> [Items]:
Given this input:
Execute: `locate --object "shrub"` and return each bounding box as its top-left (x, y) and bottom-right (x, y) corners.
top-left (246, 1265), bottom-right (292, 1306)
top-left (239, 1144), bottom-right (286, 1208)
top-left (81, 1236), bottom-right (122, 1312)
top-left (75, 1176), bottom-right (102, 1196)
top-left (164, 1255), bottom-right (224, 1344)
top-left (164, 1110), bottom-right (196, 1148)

> [Given task]:
Copy the lines above word for word, leaving every character unchanged.

> [The reply]:
Given this input:
Execute: `locate --object "shrub"` and return each bounding box as its top-left (x, y) and bottom-right (x, y) corners.
top-left (246, 1265), bottom-right (292, 1306)
top-left (239, 1144), bottom-right (286, 1208)
top-left (81, 1236), bottom-right (122, 1312)
top-left (75, 1176), bottom-right (102, 1196)
top-left (164, 1255), bottom-right (224, 1344)
top-left (164, 1110), bottom-right (196, 1148)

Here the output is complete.